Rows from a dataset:
********

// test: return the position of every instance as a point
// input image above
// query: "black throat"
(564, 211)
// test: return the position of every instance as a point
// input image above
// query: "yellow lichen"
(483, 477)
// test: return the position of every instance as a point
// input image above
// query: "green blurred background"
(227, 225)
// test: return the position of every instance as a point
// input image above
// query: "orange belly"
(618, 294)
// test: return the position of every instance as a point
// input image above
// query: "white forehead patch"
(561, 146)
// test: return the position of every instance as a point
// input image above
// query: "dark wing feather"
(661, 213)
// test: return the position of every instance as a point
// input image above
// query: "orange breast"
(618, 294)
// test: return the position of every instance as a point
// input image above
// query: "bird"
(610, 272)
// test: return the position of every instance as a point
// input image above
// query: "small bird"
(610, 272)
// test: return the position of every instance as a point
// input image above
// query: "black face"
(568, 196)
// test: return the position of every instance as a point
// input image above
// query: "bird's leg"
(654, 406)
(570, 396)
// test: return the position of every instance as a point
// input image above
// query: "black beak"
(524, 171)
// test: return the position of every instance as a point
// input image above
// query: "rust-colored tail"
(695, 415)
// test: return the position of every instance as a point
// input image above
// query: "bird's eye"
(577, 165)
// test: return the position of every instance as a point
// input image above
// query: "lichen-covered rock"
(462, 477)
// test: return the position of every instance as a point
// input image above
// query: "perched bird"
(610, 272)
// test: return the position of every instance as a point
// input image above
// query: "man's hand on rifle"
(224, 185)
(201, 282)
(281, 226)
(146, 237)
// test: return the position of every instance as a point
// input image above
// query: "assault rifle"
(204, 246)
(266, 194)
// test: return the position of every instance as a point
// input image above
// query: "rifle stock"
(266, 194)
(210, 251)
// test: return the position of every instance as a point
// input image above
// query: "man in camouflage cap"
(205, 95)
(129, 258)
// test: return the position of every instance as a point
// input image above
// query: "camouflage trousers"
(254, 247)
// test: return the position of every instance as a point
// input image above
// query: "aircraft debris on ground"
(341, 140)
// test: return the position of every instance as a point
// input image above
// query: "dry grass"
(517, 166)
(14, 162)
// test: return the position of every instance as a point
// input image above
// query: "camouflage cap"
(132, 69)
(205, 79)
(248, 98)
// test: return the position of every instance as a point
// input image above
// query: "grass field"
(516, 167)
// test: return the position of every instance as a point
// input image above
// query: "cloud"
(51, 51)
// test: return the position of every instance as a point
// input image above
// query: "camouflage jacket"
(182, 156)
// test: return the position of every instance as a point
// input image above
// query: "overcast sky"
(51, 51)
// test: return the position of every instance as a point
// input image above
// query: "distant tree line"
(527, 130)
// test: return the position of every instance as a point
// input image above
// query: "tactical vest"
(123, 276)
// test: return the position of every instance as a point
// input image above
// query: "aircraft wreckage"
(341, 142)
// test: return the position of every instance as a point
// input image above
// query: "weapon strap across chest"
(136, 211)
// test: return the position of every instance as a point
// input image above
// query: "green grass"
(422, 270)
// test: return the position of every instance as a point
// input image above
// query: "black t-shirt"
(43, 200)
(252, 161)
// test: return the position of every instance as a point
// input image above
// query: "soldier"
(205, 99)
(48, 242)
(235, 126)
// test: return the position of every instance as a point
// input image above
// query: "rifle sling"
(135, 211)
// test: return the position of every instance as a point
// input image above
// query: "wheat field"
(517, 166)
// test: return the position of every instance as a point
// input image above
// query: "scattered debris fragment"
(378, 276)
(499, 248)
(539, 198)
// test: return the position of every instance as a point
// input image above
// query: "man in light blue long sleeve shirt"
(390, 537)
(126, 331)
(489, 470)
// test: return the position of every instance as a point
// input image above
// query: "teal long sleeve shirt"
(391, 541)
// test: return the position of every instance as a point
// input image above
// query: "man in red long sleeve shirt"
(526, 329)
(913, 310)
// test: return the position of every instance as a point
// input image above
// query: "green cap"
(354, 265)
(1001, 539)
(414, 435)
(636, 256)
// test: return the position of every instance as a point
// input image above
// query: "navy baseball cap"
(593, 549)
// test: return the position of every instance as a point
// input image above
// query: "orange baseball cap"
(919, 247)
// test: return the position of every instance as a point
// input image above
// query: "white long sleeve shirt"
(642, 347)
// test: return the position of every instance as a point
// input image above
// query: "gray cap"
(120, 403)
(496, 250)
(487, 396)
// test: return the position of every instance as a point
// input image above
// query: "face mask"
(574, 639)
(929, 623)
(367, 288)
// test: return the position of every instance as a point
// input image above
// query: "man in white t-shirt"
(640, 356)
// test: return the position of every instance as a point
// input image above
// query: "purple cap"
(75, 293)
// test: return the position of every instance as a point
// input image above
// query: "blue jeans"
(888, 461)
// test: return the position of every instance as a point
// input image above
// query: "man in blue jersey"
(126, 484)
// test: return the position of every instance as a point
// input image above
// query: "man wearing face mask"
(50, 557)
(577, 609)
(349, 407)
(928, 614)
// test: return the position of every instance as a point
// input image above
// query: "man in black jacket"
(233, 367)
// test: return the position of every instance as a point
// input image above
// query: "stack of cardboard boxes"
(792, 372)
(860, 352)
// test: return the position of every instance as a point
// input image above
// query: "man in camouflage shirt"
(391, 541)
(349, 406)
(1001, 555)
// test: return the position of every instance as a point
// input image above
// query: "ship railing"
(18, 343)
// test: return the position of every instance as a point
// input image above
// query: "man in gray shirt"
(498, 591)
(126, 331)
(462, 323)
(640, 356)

********

:: Exercise ::
Copy every line exactly. Leave nothing out.

:: The output ::
// test: return the position of every instance as a point
// input image above
// query: "black throat"
(564, 211)
// test: return the position of every instance as a point
// input image above
// query: "yellow lichen"
(483, 477)
// test: return the position of every instance as a point
// input image above
// query: "green blurred background"
(227, 225)
// test: return the position of every instance as a point
// input image above
// query: "orange belly"
(618, 294)
// test: return the position of every instance as a point
// input image above
// query: "white forehead patch"
(561, 146)
// test: return the position of every instance as a point
// input image above
// query: "dark wing feather"
(661, 213)
// test: return the position of every instance as a point
// input image above
// query: "orange breast"
(618, 294)
// test: return the position of every instance as a point
// input image above
// query: "bird"
(610, 272)
// test: return the position of every instance as a point
// input image above
// query: "small bird"
(610, 272)
// test: return the position of every instance as a point
// input image above
// query: "black face"
(568, 196)
// test: return the position of every instance as a point
// input image above
// query: "bird's leg"
(654, 406)
(570, 396)
// test: return the position of every instance as a point
// input image above
// query: "black beak"
(524, 171)
// test: return the position of every instance as a point
// input image above
// query: "rust-colored tail"
(695, 415)
// test: return the position of every instance as a point
// input image above
// query: "bird's eye"
(577, 165)
// test: return the position of every instance as a point
// input image above
// query: "lichen-covered rock"
(462, 477)
// test: return the position of every instance as a point
// input image above
// query: "perched bird"
(610, 272)
// test: return the position of every instance as a point
// input image above
// query: "man's hand on rifle"
(224, 185)
(201, 282)
(281, 226)
(146, 237)
// test: return the position of every instance as a point
// input image above
// query: "assault rifle"
(204, 246)
(266, 194)
// test: return the position of every instance as a point
// input image above
// query: "rifle stock"
(266, 194)
(210, 251)
// test: return the position of every instance as a point
// input image above
// query: "man in camouflage cap"
(205, 95)
(129, 258)
// test: return the position of every instance as a point
// input image above
// query: "camouflage trousers"
(254, 247)
// test: return the position of every instance as a point
// input image above
// query: "aircraft debris on ground"
(341, 140)
// test: return the position of every instance as a point
// input image above
// query: "dry grass"
(517, 166)
(14, 162)
// test: return the position of every instance as a point
// input image above
// query: "camouflage cap"
(132, 69)
(205, 79)
(248, 98)
// test: return the position of every instance as a point
// input image above
// query: "grass field"
(516, 167)
// test: return the position of every instance as a point
// input image above
// query: "cloud"
(51, 51)
// test: return the position of every instance as a point
// input image above
// query: "camouflage jacket"
(182, 156)
// test: return the position of every instance as a point
// input image above
// query: "overcast sky"
(51, 51)
// test: return the position of every instance as a point
// input image above
// query: "distant tree line"
(527, 130)
// test: return the position of every instance as a point
// input image above
// query: "tactical vest"
(123, 276)
// test: return the position of every instance as a point
// input image above
// query: "aircraft wreckage"
(341, 142)
// test: return the position of every instance as a point
// input image above
// query: "weapon strap across chest"
(136, 211)
// test: return the position of every instance as a point
// input image above
// query: "green grass"
(422, 270)
// test: return the position of every instance as a point
// input image above
// query: "black t-shirt"
(43, 200)
(252, 161)
// test: return the position of every instance as a point
// input image above
// query: "soldier"
(205, 99)
(48, 242)
(235, 126)
// test: return the position of every instance as a point
// input image above
// query: "rifle sling"
(135, 211)
// test: return the position of every instance as a point
// input image above
// query: "wheat field"
(517, 166)
// test: return the position of every instance as a point
// input image above
// query: "scattered debris fragment"
(378, 276)
(499, 248)
(539, 198)
// test: return the position of every instance as a point
// input image above
// query: "man in light blue long sleeve shirt"
(390, 537)
(126, 331)
(489, 470)
// test: return the position of every instance as a point
// input image above
// query: "teal long sleeve shirt"
(391, 541)
// test: return the position of every instance as a point
// input image above
// query: "man in red long sleeve shirt"
(526, 329)
(913, 310)
// test: return the position of every instance as a point
// input image above
// query: "green cap"
(354, 265)
(1001, 539)
(414, 435)
(636, 256)
// test: return the position of every instance as a point
// input image above
// query: "navy baseball cap"
(593, 549)
// test: return the position of every instance as a point
// input image above
// query: "orange baseball cap"
(919, 247)
// test: return the position of every instance as a point
// input image above
// query: "white long sleeve shirt"
(642, 347)
// test: return the position of every instance as a point
// input image above
// query: "gray cap"
(120, 403)
(496, 250)
(487, 396)
// test: return the position of every instance as a point
// input image above
// query: "face mask"
(574, 639)
(929, 623)
(367, 288)
// test: return the position of every instance as a point
// input image above
// query: "man in white t-shirt"
(640, 356)
// test: return the position of every instance as a point
// input image above
// query: "purple cap"
(75, 293)
// test: return the position of every instance as a point
// input image above
// query: "blue jeans"
(888, 461)
// test: return the position of every instance as a point
// input image above
// query: "man in blue jersey"
(126, 484)
// test: return the position of every instance as a point
// input image above
// query: "man wearing face mask"
(50, 557)
(577, 609)
(349, 407)
(928, 614)
// test: return the position of every instance as a point
// input image above
// query: "man in black jacket"
(233, 367)
// test: return the position of every instance as a point
// input image above
// query: "stack of cardboard boxes"
(792, 372)
(860, 352)
// test: return the position of every instance as a point
// input image above
// query: "man in camouflage shirt"
(391, 541)
(349, 406)
(1001, 555)
// test: return the position of every instance as a point
// input image above
// query: "ship railing"
(18, 343)
// test: return the position of every instance as a point
// input image above
// query: "man in gray shirt"
(498, 591)
(126, 331)
(462, 323)
(640, 356)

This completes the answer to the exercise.